** Start SOURCE EXTRACT **
1. Introduction
The Synthetic Aperture Radar (SAR) system boasts unparalleled capabilities for all-weather surveillance, offering distinct advantages when compared to traditional optical remote sensing satellites for terrestrial observation [
1,
2]. Variations in the brightness of SAR imagery are intricately linked to the backscatter coefficient of the target area, mirroring critical physical parameters such as surface texture, soil moisture, and the complex dielectric constant. The application of SAR technology has shown exceptional promise in various fields including marine environmental monitoring, geological surveys, agricultural development, emergency management, and naval reconnaissance [
3,
4,
5,
6].
** End SOURCE EXTRACT **
> [OBJECTIVE 1]:
Condense the paragraph of the SAR introduction that begins "The Synthetic Aperture Radar (SAR) system boasts" into a short list that keeps its main facts.
The SAR introduction and the entries after it are unrelated material.
** Start THE INPUT **
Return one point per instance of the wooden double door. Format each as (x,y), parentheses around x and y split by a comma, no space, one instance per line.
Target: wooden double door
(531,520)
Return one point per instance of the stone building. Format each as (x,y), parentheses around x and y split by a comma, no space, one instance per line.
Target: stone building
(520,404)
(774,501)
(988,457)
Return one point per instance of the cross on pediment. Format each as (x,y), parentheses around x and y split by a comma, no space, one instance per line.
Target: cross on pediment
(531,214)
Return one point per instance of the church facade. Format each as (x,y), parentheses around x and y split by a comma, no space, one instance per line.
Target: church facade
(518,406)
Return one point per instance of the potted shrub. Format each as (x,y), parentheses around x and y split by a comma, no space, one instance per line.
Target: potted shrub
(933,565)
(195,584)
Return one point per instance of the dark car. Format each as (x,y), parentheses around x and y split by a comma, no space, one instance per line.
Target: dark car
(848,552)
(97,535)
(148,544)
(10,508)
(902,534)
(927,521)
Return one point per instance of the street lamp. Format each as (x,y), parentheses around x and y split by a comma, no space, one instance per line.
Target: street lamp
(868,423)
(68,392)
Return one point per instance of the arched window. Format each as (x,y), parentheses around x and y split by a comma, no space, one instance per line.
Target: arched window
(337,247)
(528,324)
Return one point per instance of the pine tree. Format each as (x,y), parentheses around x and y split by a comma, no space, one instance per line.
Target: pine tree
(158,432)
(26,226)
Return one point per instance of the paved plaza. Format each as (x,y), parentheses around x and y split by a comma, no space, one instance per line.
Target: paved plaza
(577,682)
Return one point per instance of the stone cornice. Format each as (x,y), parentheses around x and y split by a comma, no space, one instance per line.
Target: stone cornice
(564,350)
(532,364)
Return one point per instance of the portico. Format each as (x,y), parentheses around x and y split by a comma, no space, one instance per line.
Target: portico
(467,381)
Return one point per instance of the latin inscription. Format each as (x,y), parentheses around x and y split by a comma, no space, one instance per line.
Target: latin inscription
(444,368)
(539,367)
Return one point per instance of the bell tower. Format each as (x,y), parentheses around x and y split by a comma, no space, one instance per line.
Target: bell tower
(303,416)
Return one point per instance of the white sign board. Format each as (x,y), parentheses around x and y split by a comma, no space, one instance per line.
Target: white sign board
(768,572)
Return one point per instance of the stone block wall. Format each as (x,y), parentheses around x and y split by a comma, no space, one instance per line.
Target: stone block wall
** End THE INPUT **
> [OBJECTIVE 2]:
Please turn the stretch of the entries from the line containing "Return one point per instance of the bell" through the end of the entries into a numbered list, leaving out any blank lines.

> [TASK RESPONSE 1]:
- SAR can watch the ground in any weather, which gives it clear advantages over conventional optical remote sensing satellites.
- Brightness changes in SAR images track the target area's backscatter coefficient.
- That coefficient reflects physical properties such as surface texture, soil moisture, and the complex dielectric constant.
- SAR has shown strong potential in marine environmental monitoring, geological surveys, agricultural development, emergency management, and naval reconnaissance.

> [TASK RESPONSE 2]:
1. Return one point per instance of the bell tower. Format each as (x,y), parentheses around x and y split by a comma, no space, one instance per line.
2. Target: bell tower
3. (303,416)
4. Return one point per instance of the white sign board. Format each as (x,y), parentheses around x and y split by a comma, no space, one instance per line.
5. Target: white sign board
6. (768,572)
7. Return one point per instance of the stone block wall. Format each as (x,y), parentheses around x and y split by a comma, no space, one instance per line.
8. Target: stone block wall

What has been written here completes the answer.